* [TASK OBJECTIVE] Rescale the lines starting with the line that contains "As a warehouse robot's perception module, locate grey" and going on through the line that contains "24,142,346,315", and write out only those lines again, requests included. Multiply every bounding-box coordinate in the answers by 1.9 and round it to a whole number, halves up, but leave the requests and their sample coordinates unchanged.

* [DATASET RECORDS]
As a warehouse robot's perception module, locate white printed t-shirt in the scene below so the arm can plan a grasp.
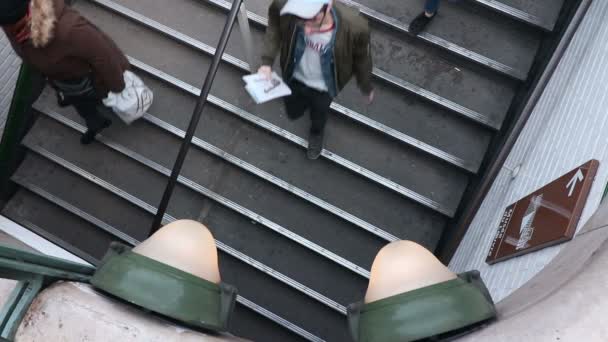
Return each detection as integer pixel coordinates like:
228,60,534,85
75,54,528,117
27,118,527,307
293,26,334,91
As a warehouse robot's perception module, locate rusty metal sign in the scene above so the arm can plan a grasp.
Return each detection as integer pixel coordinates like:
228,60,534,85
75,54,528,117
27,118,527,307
486,160,599,264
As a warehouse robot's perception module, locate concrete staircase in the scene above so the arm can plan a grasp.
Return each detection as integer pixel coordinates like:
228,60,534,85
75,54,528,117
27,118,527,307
2,0,562,341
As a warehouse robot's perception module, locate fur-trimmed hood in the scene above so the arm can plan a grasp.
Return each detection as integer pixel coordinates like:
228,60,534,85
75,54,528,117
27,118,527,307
30,0,65,48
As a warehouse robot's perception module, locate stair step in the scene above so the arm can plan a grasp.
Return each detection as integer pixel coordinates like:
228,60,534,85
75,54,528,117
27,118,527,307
93,0,500,173
492,0,564,31
90,0,516,129
15,140,345,341
58,71,445,249
342,0,543,74
39,104,396,270
131,54,466,216
190,0,534,80
2,190,102,265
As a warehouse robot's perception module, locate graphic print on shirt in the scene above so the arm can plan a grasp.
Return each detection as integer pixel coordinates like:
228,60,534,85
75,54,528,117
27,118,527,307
294,28,334,91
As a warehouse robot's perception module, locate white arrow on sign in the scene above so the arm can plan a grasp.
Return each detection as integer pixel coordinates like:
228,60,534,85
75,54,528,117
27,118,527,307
566,169,585,197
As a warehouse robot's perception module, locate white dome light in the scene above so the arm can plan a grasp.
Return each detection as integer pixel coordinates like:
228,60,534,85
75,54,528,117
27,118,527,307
365,241,457,303
133,220,221,284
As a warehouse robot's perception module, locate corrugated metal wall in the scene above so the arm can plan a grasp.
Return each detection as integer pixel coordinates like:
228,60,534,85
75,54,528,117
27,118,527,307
0,31,21,138
450,1,608,301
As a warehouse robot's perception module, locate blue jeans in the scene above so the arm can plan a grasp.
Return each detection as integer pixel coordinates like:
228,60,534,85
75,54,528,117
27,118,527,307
424,0,440,13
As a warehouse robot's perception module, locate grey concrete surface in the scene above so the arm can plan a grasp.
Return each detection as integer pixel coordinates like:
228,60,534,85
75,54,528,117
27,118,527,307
2,184,112,259
22,113,356,340
76,0,467,209
3,0,564,341
501,0,564,23
97,0,516,122
459,208,608,342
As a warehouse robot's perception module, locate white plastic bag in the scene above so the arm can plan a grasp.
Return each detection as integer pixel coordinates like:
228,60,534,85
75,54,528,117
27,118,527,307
103,70,154,125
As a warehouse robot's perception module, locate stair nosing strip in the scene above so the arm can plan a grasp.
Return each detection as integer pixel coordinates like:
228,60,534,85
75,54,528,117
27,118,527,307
7,199,325,342
2,215,99,266
237,295,325,342
199,0,528,81
36,108,370,279
89,0,490,168
144,114,400,242
473,0,554,32
11,176,139,246
128,56,454,217
24,142,346,315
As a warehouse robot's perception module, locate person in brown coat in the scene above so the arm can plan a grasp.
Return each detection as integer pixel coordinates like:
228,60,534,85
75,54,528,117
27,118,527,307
0,0,129,144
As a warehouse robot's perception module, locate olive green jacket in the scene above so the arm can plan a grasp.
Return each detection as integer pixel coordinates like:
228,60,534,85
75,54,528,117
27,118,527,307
262,0,373,94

* [EXPECTED ANSWER]
As a warehouse robot's perception module, locate grey concrete surface in the scene above so the arm can plan a grasp.
Return each detection as integer pixel coordinates like:
228,60,534,85
75,54,528,117
27,118,527,307
4,350,213,492
42,215,676,646
144,0,887,397
6,0,1072,648
952,0,1072,44
184,0,980,232
872,395,1155,650
As a warehouse robot's perception module, locate white plastic bag in the scene above so the arm can plan a grasp.
Return each detection as integer pixel coordinates like:
228,60,534,85
75,54,528,117
27,118,527,307
196,133,293,238
As a warehouse robot's perception module, locate stair nosing strip in the scene above so the arm can plan a grasp.
Return each detection as integer pixel coordinates like:
228,60,534,85
75,54,528,117
27,118,527,307
13,378,618,650
4,409,188,505
450,561,618,650
378,0,1003,154
68,205,703,530
169,0,931,319
274,217,760,460
899,0,1053,61
21,334,264,467
243,106,863,412
46,270,657,599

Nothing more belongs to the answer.